Work to complete:
Filter the records below for the word "Find". Keep each line that has it.

[Start of section]

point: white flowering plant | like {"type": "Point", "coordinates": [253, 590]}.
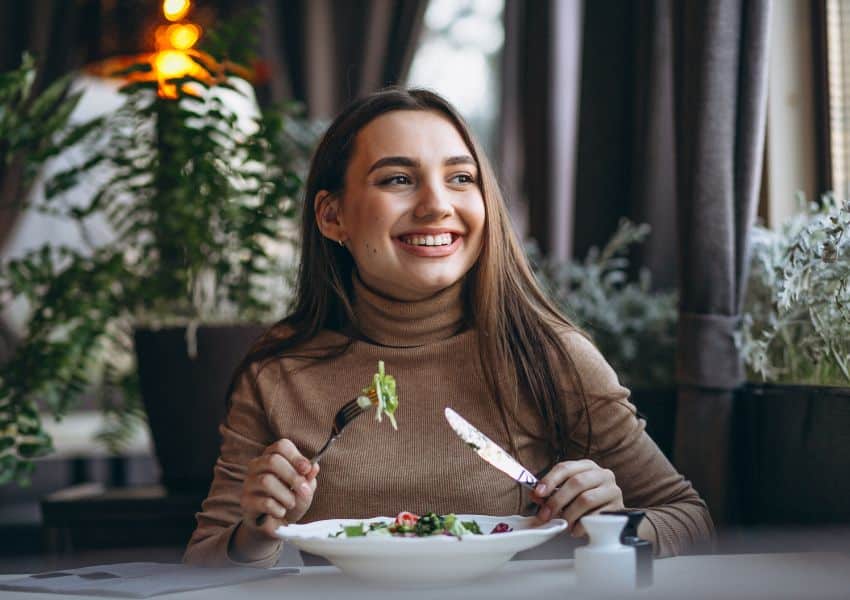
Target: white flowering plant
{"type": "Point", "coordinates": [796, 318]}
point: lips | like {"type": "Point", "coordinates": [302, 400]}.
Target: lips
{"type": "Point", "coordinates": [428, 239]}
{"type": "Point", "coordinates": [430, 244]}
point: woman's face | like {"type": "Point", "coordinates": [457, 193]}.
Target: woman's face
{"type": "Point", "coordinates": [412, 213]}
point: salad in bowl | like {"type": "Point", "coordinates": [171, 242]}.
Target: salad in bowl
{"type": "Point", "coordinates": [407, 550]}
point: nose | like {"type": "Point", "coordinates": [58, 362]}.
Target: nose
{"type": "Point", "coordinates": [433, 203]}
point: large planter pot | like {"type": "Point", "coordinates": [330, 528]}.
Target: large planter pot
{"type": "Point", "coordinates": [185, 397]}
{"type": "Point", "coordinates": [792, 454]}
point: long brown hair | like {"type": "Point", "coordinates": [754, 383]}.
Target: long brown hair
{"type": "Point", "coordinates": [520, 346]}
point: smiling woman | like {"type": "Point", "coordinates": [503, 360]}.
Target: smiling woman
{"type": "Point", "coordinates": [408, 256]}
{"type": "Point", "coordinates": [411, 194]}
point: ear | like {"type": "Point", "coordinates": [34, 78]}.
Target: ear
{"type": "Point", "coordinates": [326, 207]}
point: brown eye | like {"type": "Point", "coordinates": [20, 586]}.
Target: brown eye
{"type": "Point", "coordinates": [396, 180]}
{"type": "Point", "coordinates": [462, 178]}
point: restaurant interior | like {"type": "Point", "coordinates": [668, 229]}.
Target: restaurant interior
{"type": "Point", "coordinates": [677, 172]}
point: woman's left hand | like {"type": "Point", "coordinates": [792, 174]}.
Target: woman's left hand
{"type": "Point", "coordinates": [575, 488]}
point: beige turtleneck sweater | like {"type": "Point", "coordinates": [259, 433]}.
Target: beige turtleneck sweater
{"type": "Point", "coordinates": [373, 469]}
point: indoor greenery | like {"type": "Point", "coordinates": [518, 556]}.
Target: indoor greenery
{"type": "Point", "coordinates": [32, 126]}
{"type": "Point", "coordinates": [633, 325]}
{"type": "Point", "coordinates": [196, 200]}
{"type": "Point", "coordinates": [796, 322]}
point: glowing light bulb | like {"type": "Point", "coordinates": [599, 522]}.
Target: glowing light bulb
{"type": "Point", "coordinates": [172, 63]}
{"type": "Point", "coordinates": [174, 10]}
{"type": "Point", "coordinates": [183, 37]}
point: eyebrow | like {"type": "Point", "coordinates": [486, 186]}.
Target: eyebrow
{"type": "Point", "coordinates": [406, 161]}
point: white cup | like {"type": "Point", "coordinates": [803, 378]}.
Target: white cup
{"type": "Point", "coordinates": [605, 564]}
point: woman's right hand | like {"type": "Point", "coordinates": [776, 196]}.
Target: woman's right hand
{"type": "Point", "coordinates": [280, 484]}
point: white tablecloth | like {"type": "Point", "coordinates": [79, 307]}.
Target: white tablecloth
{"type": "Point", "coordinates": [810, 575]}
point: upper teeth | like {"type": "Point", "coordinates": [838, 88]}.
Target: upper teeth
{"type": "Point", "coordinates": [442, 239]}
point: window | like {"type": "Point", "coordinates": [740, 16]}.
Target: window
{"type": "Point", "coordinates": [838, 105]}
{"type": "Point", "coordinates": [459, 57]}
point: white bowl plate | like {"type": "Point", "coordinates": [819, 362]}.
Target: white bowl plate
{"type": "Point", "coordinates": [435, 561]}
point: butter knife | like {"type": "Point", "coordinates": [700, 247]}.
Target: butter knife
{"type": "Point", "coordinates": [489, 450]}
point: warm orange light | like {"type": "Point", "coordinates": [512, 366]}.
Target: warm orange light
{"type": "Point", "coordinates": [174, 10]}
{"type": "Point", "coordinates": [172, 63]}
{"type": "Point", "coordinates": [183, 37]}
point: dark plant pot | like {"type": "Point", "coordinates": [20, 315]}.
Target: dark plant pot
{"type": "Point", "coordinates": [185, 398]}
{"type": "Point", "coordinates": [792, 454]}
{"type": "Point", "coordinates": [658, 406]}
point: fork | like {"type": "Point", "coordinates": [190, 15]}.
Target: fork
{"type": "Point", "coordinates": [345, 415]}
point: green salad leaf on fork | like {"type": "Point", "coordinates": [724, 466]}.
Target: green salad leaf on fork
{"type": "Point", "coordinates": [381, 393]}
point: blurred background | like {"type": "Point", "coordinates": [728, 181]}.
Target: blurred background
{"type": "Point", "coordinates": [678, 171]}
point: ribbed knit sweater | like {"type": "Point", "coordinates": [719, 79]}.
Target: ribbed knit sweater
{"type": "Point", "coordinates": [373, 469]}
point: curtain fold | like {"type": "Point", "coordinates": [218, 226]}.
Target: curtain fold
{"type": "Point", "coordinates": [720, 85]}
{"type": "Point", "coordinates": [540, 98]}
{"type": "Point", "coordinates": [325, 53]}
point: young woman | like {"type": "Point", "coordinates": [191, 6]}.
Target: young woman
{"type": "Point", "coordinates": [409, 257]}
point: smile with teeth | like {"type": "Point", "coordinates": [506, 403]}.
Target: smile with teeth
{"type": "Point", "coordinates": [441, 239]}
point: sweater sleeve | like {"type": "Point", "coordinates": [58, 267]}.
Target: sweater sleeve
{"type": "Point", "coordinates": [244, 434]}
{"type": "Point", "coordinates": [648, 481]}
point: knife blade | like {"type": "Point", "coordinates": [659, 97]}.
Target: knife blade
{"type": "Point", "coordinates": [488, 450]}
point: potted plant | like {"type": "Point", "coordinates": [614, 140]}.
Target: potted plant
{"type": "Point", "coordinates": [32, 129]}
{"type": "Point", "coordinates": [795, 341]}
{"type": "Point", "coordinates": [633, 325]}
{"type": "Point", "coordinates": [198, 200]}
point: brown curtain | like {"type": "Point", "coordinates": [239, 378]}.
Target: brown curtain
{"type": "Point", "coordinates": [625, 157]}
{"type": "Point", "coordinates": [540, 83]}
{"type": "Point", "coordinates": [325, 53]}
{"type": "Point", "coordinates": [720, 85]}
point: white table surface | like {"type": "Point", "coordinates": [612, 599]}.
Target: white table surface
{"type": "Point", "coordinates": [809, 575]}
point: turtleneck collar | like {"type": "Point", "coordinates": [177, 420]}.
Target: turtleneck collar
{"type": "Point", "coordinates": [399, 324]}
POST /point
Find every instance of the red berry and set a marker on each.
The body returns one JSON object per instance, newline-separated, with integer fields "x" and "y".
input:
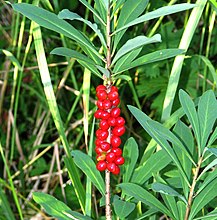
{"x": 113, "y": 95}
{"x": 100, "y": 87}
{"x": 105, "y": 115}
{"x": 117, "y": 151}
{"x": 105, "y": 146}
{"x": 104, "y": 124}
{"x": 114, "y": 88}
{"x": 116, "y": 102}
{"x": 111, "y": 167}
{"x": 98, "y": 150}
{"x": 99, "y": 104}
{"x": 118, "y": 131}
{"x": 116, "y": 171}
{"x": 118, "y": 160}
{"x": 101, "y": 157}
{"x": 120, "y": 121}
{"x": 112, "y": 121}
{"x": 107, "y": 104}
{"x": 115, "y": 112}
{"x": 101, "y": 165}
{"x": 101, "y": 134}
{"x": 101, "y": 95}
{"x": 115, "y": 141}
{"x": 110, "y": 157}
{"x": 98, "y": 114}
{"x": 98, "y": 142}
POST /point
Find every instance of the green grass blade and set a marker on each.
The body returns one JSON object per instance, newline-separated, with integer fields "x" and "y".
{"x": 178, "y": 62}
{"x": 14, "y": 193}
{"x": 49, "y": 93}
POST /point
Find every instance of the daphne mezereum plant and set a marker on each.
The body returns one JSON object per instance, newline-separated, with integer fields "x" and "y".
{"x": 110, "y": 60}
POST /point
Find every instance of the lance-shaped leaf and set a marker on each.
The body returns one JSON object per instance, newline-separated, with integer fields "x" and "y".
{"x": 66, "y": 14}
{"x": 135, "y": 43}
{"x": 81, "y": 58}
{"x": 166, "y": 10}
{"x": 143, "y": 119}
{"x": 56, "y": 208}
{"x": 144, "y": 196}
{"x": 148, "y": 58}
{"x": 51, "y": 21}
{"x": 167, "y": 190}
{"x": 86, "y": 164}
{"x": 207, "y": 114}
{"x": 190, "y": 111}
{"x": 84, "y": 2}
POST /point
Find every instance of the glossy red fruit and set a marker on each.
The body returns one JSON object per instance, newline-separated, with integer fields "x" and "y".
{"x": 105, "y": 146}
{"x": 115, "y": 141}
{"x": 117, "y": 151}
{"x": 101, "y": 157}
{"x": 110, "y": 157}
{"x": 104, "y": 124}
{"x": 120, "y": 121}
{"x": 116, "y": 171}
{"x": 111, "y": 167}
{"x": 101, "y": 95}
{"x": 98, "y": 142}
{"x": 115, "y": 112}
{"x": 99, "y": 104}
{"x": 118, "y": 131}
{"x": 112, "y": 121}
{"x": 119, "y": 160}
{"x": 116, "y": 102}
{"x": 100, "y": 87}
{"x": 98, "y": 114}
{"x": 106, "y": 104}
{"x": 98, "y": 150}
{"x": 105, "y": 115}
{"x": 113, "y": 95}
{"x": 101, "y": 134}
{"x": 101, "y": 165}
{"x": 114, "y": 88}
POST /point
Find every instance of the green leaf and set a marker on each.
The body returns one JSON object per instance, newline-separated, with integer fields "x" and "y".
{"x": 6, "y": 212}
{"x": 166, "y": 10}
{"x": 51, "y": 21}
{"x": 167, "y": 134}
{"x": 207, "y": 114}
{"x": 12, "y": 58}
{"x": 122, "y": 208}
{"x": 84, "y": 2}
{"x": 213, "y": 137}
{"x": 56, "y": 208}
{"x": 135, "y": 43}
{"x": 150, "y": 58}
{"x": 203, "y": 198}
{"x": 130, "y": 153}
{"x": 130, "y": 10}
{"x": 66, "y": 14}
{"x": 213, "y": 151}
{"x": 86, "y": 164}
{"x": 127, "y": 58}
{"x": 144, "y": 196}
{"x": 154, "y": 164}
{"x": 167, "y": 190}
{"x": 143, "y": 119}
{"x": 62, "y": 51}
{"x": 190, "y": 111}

[End of section]

Result of the exercise:
Find every instance of the red berry and set a marker on each.
Find every instance of the green grass blade and set a marker on each.
Find every instance of the daphne mezereum plant and set a marker on each.
Find every instance of the lance-shaped leaf and set a marker on each.
Find every instance of the glossy red fruit and set a marker on each.
Find every instance of the green leaf and set a marker on each.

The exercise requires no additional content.